Blue Whale, la nuova trappola

È una pratica  mortale che, attraverso i social, si sta diffondendo soprattutto tra i ragazzi più fragili.

E’ stato chiamato “gioco”. “Ma in realtà non ha nulla a che fare con il gioco”. Anzi, tutt’altro. La Blue Whale challenge, letteralmente “La sfida della balena blu” è, piuttosto, una vera e propria trappola mortale. A cadere preda di questa pratica, gli utenti più vulnerabili, adolescenti fragili che vivono situazioni di disagio. Adescati da un tutor sui social, vengono spinti a compiere, in 50 giorni, 50 prove estreme, per lo più autolesioniste, fino a essere indotti progressivamente a uccidersi. In Russia, sarebbero più di 130 le morti sospette per questo tipo di manipolazione online. In Italia, nelle ultime settimane, alla luce di numerose segnalazioni, anche la Polizia Postale e delle Comunicazioni ha attivato una serie di interventi, per individuare e contrastare eventuali casi di emulazione.

Per difendersi da questo nuovo pericolo della rete, sul sito www.commissariatodips.it, è possibile trovare consigli e suggerimenti pratici per genitori e ragazzi.

Anche i social sono corsi ai ripari: basta digitare su instagram #bluewhale per rendersene conto. La schermata che compare indica un link per richiedere assistenza e dice (vedi foto): “i post con parole o tag che cerchi incoraggiano comportamenti che possono causare dolore o condurre alla morte. Se stai vivendo una situazione difficile, saremo lieti di aiutarti”.

Sul web, c’è addirittura chi la considera una “bufala”, una notizia fasulla e totalmente costruita o chi la ritiene una vera e propria operazione di marketing. Anche se ancora non si conosce l’entità di questo fenomeno e se ci sia o meno anche in Italia un vero e proprio pericolo ”Blue Whale”, di certo, la preoccupazione, soprattutto nelle famiglie, esiste. Basta digitare sui motori di ricerca la lettera “b”  per accorgersene. Tra i primi risultati, compare proprio il nome della pratica. In che modo difendersi? Quali sono le ragioni che potrebbero spingere un ragazzo a sottoporsi  a una sfida estrema di questo tipo? «Il fenomeno di prestarsi a iniziare “giochi” assurdi e pericolosi lanciati attraverso la rete- spiega la dottoressa Rosanna Schiralli, psicologa e psicoterapeuta- non è certo una novità: il “gioco” del balconing, il bere a dismisura fino al coma etilico, guidare “per scommessa” con un tasso alcolico altissimo, assumere ogni tipo di droga e tanto altro ancora rappresentano “ritualità” macabre per esorcizzare, spesso, la “noia” e la “durezza” di una vita vuota e senza futuro. Una percentuale di giovani e giovanissimi, soprattutto negli ultimi dieci anni, non ha paura di morire, ma ha essenzialmente paura di vivere: l’amore, l’incontro, le emozioni, perfino il desiderare vengono percepiti come sensazioni da non vivere, da reprimere, uccidere, perché vissute come dolorose e completamente estranee a loro». 

Perché succede ciò? 

Per assenza di educazione emotiva, per la poca disponibilità all’incontro con i figli, per la caduta a picco dell’autorevolezza, per lo sgretolamento sistematico di ogni valore e sicurezza. Ecco, allora, il proliferare di giochi “mortalmente seri”, alcuni dei quali hanno esiti nefasti.

_Contenuto del dataset_
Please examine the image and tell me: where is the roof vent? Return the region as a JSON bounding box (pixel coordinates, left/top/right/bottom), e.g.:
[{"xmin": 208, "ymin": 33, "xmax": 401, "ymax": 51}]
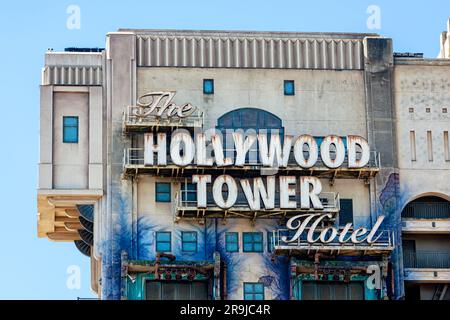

_Attività richieste_
(1) Trascrivi dall'articolo sulla Blue Whale il passo che comincia con "Per difendersi da" e prosegue fino a "genitori e ragazzi.".
(2) Secondo l'articolo sulla Blue Whale, quante prove estreme vengono spinti a compiere i ragazzi, e in quanti giorni?
(3) Riprendi l'articolo sulla Blue Whale a partire dall'ultima frase riportata.

_Elenco soluzioni_
(1)
Per difendersi da questo nuovo pericolo della rete, sul sito www.commissariatodips.it, è possibile trovare consigli e suggerimenti pratici per genitori e ragazzi.

(2) 50 prove estreme in 50 giorni.

(3)
Vale anche per  il Blue Whale game?

Qualora fosse confermata come pratica, non si discosta da questa logica: rappresenta, in 50 terribili mosse, la distruzione sistematica di un essere umano. 

La distruzione, però, non è dovuta soltanto agli ordini del “tutor”, ma all’incredibile disattenzione degli adulti, specie dei genitori. Come è possibile, infatti, non accorgersi che, per quasi due mesi, un figlio mette in atto condotte assurde e completamente fuori luogo come, per esempio, l’uscire da casa alle 4 di mattina? 

Ecco, allora, tornare in campo concetti come il “non incontro”, la solitudine, la “cecità” di certi genitori. Blue Whale, vista da questa angolazione, è soltanto una lente d’ingrandimento che si focalizza, accelerandoli, su fenomeni di desertificazione affettiva-emotiva e di liquefazione emozionale. 

Perché il web sembra quasi sfidare i ragazzi? Che meccanismo scatta in loro quando decidono di cedere a prove così estreme?

Il web non è demoniaco, ma passano “cose” demoniache. Queste si fermano là dove si trascinano giovani anime inerti in cerca di un solo intenso momento di vita: la morte. Spettacolare e adrenalinica.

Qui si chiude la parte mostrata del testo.